◆ Goal of the exercise ◆
Rewrite all the rows below as a numbered list, leaving out the blank lines.

Shape boundary rows:
------
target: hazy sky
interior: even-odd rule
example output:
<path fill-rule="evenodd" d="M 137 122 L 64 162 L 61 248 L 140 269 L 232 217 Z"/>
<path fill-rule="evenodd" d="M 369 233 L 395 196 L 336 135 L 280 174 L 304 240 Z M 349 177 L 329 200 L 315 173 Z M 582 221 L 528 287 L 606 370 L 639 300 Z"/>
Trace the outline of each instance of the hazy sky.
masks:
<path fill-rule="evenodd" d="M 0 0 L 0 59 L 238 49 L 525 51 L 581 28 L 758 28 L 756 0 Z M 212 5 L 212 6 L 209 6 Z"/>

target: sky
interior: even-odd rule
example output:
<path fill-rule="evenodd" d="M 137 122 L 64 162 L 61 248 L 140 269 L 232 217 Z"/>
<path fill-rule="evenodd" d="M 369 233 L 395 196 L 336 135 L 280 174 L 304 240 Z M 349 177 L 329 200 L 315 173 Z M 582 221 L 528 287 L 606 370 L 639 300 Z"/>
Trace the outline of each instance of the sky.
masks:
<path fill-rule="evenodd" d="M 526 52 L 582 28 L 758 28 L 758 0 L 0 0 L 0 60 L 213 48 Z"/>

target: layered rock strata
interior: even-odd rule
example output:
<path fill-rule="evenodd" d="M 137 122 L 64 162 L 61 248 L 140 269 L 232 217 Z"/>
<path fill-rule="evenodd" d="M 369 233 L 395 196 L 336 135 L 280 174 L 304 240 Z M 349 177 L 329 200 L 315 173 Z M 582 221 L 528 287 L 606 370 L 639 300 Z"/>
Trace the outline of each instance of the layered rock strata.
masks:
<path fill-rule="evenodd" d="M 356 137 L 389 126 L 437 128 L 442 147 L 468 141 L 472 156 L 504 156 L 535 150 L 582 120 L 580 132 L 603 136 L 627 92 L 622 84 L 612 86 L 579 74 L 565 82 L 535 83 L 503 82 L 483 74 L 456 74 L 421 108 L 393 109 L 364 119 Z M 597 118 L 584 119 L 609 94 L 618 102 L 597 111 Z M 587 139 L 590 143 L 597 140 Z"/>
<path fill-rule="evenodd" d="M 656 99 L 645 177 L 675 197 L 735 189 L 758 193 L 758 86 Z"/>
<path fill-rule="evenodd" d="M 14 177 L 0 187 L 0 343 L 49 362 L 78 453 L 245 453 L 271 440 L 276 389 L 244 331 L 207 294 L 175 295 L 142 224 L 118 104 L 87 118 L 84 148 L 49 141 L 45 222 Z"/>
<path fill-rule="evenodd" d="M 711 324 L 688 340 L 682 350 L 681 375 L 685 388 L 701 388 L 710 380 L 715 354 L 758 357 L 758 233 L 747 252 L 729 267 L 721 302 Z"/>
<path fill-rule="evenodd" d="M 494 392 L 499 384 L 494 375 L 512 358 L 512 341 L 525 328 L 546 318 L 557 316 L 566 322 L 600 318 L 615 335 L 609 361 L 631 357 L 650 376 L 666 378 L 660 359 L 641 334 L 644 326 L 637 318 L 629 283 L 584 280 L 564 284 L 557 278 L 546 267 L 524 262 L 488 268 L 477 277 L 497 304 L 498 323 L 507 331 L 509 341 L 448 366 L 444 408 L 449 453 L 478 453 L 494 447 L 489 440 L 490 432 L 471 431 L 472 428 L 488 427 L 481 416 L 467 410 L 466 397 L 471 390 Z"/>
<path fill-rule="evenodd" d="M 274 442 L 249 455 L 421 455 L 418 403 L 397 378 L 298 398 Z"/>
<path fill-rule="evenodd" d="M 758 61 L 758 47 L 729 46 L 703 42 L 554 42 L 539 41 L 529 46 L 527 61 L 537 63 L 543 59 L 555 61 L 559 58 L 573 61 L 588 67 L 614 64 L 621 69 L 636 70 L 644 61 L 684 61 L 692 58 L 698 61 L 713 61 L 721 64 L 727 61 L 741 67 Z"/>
------
◆ Final answer ◆
1. target: hazy sky
2. interior: even-odd rule
3. example output:
4. <path fill-rule="evenodd" d="M 137 122 L 64 162 L 61 248 L 140 269 L 232 217 Z"/>
5. <path fill-rule="evenodd" d="M 369 233 L 395 196 L 336 135 L 280 174 L 304 240 Z M 349 177 L 329 200 L 315 173 Z M 582 221 L 528 287 L 606 370 L 639 300 Z"/>
6. Trace the outline of each instance of the hazy sky.
7. masks:
8. <path fill-rule="evenodd" d="M 0 0 L 0 59 L 238 49 L 525 51 L 581 28 L 758 28 L 756 0 Z M 212 5 L 212 6 L 209 6 Z"/>
9. target: sky
10. interior: even-odd rule
11. example output:
12. <path fill-rule="evenodd" d="M 137 122 L 64 162 L 61 248 L 140 269 L 232 217 Z"/>
13. <path fill-rule="evenodd" d="M 369 233 L 395 196 L 336 135 L 280 174 L 304 240 Z M 349 177 L 329 200 L 315 173 Z M 582 221 L 528 287 L 606 370 L 639 300 Z"/>
14. Trace the outline of each instance of the sky.
15. masks:
16. <path fill-rule="evenodd" d="M 526 52 L 582 28 L 758 28 L 758 0 L 0 0 L 0 60 L 213 48 Z"/>
17. target: layered rock strata
18. interior: even-odd rule
19. example output:
20. <path fill-rule="evenodd" d="M 137 122 L 64 162 L 61 248 L 140 269 L 232 217 Z"/>
21. <path fill-rule="evenodd" d="M 369 233 L 395 196 L 336 135 L 280 174 L 304 240 Z M 349 177 L 329 200 L 315 173 Z M 582 221 L 528 287 L 606 370 L 639 300 Z"/>
22. Trace the outline of each instance of the layered rock strata.
23. masks:
24. <path fill-rule="evenodd" d="M 356 137 L 389 126 L 437 128 L 442 147 L 468 141 L 472 156 L 504 156 L 535 150 L 582 120 L 580 132 L 603 136 L 627 92 L 622 84 L 612 86 L 579 74 L 565 82 L 535 83 L 503 82 L 483 74 L 456 74 L 421 108 L 393 109 L 364 119 Z M 597 118 L 584 119 L 609 94 L 618 102 L 597 111 Z M 587 139 L 590 143 L 597 140 Z"/>
25. <path fill-rule="evenodd" d="M 656 99 L 645 177 L 675 197 L 735 189 L 758 193 L 758 86 Z"/>
26. <path fill-rule="evenodd" d="M 14 177 L 0 187 L 0 343 L 49 362 L 78 453 L 245 453 L 271 440 L 276 389 L 244 331 L 207 294 L 175 295 L 142 224 L 118 104 L 87 118 L 84 148 L 49 141 L 45 222 Z"/>
27. <path fill-rule="evenodd" d="M 711 324 L 688 340 L 682 350 L 681 375 L 685 388 L 701 388 L 710 380 L 715 354 L 758 357 L 758 233 L 747 252 L 729 267 L 721 302 Z"/>
28. <path fill-rule="evenodd" d="M 494 392 L 499 384 L 494 375 L 512 358 L 512 341 L 525 328 L 546 318 L 557 316 L 566 322 L 600 318 L 615 335 L 609 361 L 631 357 L 650 376 L 666 378 L 660 359 L 641 334 L 644 326 L 637 318 L 629 283 L 584 280 L 564 284 L 557 278 L 546 267 L 524 262 L 488 268 L 477 277 L 497 304 L 498 323 L 507 331 L 509 341 L 448 366 L 444 408 L 449 453 L 478 453 L 494 447 L 489 440 L 490 432 L 471 431 L 472 428 L 488 427 L 481 416 L 467 410 L 466 397 L 471 390 Z"/>
29. <path fill-rule="evenodd" d="M 274 442 L 249 455 L 421 455 L 418 403 L 397 378 L 298 398 Z"/>
30. <path fill-rule="evenodd" d="M 758 61 L 758 47 L 729 46 L 703 42 L 554 42 L 539 41 L 529 46 L 527 61 L 537 63 L 543 59 L 555 61 L 559 58 L 573 61 L 588 67 L 614 64 L 621 69 L 636 70 L 644 61 L 684 61 L 692 58 L 698 61 L 713 61 L 721 64 L 727 61 L 741 67 Z"/>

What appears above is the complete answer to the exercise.